Document ▸
Histoires de Mozambique
Les glissements de terrain ont tout emporté sur leur passage
Le cyclone Kenneth, le plus violent ayant jamais frappé le Mozambique, a touché la côte nord du pays le 25 avril 2019, soit moins de six semaines après le passage du cyclone Idai qui a dévasté les provinces du centre le 14 mars dernier. La confusion a régné pendant les heures qui ont suivi ces deux catastrophes : les communications étaient coupées, l’accès aux zones touchées était impossible suite à l’effondrement des infrastructures. Il a fallu attendre plusieurs jours pour qu’un premier bilan du sinistre soit rendu public. Immédiatement après le passage du cyclone, plusieurs organisations humanitaires présentes à Beira pour répondre à la catastrophe précédente ont redéployé leurs ressources au nord. Medair a envoyé une équipe à Pemba, la capitale de la province de Cabo Delgado.
Une première évaluation de la ville vient confirmer les rapports préalables : contrairement aux régions côtières du nord, Pemba a peu souffert des vents violents. Malheureusement, les pluies diluviennes qui se sont abattues dans le sillage du cyclone Kenneth menacent ses quelque 200 000 habitants. « Cela fait cinq jours qu’il pleut sans arrêt », raconte Ana de l’équipe Food for the Hungry. En sillonnant la ville en voiture sous cette pluie incessante, Ana constate que la partie basse érigée le long de la côte est complètement inondée. Le sol étant saturé d’eau, les glissements de terrain se multiplient, emportant sur leur passage des quartiers tout entiers.

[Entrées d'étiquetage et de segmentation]
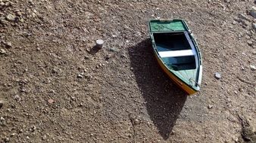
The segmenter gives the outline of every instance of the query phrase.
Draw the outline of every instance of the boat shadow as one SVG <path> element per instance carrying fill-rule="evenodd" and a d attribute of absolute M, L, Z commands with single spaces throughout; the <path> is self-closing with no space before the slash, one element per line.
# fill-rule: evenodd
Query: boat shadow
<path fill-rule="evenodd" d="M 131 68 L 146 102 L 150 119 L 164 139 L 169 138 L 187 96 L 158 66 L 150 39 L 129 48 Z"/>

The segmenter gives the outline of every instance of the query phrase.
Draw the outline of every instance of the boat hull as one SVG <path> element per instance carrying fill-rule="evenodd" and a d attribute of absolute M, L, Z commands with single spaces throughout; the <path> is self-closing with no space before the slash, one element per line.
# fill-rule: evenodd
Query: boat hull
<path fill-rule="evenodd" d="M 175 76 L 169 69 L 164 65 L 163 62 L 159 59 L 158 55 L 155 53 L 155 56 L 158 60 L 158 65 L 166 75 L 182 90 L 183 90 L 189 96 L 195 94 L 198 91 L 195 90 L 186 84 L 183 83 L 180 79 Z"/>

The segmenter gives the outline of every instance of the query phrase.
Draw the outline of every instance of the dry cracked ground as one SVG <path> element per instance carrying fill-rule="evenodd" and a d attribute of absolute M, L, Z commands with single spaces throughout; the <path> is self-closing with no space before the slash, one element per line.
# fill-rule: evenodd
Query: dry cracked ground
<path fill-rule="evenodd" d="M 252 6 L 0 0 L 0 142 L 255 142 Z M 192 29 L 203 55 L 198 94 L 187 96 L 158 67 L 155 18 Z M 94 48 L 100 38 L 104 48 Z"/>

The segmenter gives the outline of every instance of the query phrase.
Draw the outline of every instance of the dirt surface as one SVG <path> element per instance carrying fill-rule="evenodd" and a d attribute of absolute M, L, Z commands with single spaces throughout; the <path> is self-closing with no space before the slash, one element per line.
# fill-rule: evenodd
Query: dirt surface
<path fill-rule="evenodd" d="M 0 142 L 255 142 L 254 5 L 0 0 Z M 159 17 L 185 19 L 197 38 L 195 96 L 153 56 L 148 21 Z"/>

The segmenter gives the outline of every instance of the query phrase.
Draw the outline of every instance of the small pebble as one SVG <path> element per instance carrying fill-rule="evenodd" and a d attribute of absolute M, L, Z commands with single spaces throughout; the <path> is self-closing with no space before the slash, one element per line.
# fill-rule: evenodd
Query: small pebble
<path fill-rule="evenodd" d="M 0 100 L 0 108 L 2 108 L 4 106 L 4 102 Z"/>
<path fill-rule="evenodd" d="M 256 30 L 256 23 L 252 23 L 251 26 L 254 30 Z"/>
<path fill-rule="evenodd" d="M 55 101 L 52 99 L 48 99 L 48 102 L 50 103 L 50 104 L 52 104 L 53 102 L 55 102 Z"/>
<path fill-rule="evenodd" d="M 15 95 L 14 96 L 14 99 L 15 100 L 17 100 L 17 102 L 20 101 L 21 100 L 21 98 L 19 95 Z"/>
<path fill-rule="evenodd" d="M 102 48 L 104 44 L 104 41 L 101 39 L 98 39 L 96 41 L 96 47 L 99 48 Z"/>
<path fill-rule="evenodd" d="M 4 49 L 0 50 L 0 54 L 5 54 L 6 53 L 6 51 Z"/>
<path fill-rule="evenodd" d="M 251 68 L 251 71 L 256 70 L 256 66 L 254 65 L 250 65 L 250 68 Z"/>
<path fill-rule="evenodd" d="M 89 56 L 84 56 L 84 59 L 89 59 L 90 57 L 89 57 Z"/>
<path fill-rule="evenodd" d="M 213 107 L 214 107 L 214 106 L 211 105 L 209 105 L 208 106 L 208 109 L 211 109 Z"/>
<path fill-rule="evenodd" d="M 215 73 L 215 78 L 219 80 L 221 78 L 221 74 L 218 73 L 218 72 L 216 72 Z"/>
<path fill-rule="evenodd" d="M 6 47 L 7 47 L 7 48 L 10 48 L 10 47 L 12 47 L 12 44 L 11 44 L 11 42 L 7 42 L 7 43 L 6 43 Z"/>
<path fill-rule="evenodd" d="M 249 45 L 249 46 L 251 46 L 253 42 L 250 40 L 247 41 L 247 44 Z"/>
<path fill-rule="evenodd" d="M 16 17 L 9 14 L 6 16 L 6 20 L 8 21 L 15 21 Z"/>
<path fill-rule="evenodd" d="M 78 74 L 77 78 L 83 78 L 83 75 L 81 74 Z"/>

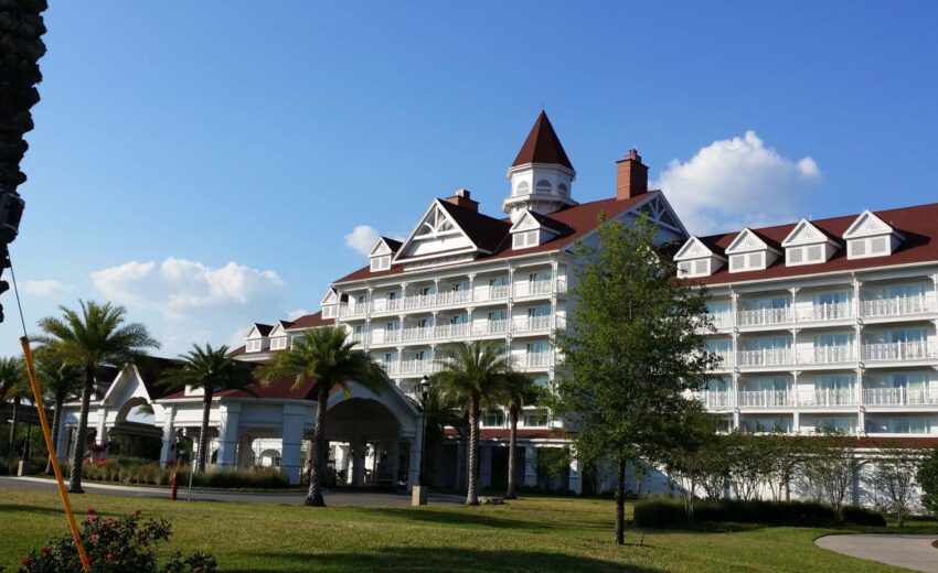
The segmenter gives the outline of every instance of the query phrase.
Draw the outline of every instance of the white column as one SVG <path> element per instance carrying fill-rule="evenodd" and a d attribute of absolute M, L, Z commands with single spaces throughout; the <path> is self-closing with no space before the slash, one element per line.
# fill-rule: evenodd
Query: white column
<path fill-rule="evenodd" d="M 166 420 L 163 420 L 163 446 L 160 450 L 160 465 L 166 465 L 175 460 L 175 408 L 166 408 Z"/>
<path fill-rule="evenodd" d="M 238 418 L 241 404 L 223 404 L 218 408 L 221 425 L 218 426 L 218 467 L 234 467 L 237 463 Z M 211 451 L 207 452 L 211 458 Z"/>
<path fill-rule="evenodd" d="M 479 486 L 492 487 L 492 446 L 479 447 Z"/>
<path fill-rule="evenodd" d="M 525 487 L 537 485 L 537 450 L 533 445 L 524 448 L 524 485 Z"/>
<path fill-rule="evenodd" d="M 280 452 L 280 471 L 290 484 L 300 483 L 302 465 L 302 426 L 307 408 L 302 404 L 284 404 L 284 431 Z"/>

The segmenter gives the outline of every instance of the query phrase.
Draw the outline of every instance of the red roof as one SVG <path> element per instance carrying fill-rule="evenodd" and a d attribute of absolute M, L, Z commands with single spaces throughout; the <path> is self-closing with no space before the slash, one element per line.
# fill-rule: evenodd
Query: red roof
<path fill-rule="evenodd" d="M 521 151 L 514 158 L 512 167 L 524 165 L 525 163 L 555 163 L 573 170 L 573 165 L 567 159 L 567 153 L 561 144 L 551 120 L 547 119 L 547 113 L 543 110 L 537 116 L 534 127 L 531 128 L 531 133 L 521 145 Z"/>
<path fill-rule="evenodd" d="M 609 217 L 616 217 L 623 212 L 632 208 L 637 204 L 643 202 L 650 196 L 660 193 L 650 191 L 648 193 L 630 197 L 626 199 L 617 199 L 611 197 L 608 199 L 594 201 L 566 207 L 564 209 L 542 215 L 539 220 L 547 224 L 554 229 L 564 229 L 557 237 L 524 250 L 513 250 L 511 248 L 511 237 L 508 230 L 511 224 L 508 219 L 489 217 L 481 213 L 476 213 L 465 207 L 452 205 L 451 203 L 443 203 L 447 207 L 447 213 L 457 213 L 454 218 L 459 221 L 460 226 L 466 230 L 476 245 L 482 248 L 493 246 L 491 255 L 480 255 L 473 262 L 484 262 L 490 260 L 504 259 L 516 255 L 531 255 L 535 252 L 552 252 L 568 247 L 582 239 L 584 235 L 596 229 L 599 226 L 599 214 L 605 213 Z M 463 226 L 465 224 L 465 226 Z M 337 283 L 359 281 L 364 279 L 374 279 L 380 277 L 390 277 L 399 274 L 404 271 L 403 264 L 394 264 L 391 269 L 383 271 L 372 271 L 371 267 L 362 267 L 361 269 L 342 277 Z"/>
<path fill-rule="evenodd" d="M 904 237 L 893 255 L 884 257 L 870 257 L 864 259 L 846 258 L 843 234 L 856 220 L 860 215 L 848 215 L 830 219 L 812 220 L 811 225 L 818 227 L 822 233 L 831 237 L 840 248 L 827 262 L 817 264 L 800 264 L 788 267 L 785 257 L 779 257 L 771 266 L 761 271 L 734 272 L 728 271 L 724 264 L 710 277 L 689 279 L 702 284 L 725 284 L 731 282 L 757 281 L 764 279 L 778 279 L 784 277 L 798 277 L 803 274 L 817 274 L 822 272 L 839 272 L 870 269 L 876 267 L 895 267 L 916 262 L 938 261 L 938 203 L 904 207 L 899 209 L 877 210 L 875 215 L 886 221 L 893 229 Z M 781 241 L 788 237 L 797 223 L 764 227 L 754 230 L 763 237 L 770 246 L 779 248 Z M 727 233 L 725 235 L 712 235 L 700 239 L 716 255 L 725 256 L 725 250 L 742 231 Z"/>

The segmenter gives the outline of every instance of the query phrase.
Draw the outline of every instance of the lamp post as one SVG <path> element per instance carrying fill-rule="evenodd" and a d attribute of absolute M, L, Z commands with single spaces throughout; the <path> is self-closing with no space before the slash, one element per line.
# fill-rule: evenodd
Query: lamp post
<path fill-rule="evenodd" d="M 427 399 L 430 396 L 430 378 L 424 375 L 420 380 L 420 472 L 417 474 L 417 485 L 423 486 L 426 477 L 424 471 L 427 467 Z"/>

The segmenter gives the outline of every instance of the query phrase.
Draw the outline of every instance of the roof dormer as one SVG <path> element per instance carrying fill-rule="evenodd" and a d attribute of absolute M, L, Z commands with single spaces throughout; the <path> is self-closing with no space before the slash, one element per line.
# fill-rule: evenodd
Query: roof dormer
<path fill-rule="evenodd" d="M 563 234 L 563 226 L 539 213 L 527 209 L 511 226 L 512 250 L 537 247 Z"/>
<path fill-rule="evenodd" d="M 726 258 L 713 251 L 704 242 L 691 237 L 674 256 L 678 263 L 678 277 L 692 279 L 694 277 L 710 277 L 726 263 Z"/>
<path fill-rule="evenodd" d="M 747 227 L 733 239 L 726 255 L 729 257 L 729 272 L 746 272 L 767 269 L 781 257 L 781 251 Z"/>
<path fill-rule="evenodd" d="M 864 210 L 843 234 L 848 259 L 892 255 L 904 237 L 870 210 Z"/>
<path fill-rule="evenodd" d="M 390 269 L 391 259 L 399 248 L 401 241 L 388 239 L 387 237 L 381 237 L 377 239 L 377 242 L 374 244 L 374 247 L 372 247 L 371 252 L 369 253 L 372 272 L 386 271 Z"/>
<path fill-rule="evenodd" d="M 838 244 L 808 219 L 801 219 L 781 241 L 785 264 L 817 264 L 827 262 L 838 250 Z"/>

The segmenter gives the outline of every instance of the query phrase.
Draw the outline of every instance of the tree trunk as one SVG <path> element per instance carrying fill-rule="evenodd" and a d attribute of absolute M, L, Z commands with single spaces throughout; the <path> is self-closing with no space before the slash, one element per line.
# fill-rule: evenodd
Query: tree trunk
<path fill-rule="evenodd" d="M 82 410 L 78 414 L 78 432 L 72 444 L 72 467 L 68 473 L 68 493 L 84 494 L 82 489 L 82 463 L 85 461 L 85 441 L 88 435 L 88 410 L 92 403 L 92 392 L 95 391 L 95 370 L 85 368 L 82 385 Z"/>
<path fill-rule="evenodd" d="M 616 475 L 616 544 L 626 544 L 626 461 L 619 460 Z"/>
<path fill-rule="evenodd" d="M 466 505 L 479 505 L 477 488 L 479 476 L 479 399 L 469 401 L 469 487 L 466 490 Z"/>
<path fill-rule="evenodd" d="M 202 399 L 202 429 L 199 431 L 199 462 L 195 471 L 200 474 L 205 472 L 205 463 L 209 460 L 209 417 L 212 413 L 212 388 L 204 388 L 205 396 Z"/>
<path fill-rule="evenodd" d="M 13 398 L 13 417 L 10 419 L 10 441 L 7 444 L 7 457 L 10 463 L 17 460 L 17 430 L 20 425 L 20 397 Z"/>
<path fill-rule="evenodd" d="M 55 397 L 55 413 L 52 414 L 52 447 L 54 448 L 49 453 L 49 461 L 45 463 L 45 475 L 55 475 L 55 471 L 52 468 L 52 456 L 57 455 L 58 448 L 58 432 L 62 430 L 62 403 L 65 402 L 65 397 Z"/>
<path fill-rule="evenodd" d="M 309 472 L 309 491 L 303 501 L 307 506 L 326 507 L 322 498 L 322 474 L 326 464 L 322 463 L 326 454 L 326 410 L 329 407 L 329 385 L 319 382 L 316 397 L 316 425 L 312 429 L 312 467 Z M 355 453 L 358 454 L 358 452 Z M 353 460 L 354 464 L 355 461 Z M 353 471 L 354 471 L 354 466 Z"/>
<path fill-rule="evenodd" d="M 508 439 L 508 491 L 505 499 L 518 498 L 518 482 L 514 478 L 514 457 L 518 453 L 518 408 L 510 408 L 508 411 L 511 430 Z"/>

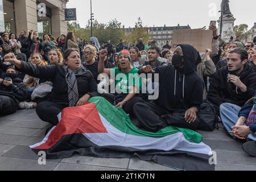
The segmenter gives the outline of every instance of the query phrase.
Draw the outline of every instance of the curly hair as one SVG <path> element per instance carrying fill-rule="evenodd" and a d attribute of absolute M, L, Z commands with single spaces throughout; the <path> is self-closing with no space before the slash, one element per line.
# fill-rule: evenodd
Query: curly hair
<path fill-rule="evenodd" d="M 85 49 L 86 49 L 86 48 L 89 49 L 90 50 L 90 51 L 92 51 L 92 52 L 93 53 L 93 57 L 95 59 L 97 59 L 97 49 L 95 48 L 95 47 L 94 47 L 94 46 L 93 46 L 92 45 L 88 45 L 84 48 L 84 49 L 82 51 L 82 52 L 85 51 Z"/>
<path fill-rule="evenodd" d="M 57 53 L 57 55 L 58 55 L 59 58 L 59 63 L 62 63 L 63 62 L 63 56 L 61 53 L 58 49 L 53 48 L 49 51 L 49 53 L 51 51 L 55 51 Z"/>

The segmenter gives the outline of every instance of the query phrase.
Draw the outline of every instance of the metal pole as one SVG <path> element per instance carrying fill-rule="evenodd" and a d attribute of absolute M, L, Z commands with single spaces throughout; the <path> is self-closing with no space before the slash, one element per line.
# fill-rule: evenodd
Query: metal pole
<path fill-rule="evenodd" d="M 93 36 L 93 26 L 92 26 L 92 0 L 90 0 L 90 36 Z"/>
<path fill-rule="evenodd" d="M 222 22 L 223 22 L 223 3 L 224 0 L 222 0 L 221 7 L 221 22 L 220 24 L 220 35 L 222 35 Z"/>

Votre objectif ▸
Transcrivez sans rien modifier le passage du texte sur le cyclone Kenneth situé entre « Une première évaluation » et « quartiers tout entiers. », ces deux extraits compris. Vous n'aurez pas besoin des entrées.

Résultat de la tâche ▸
Une première évaluation de la ville vient confirmer les rapports préalables : contrairement aux régions côtières du nord, Pemba a peu souffert des vents violents. Malheureusement, les pluies diluviennes qui se sont abattues dans le sillage du cyclone Kenneth menacent ses quelque 200 000 habitants. « Cela fait cinq jours qu’il pleut sans arrêt », raconte Ana de l’équipe Food for the Hungry. En sillonnant la ville en voiture sous cette pluie incessante, Ana constate que la partie basse érigée le long de la côte est complètement inondée. Le sol étant saturé d’eau, les glissements de terrain se multiplient, emportant sur leur passage des quartiers tout entiers.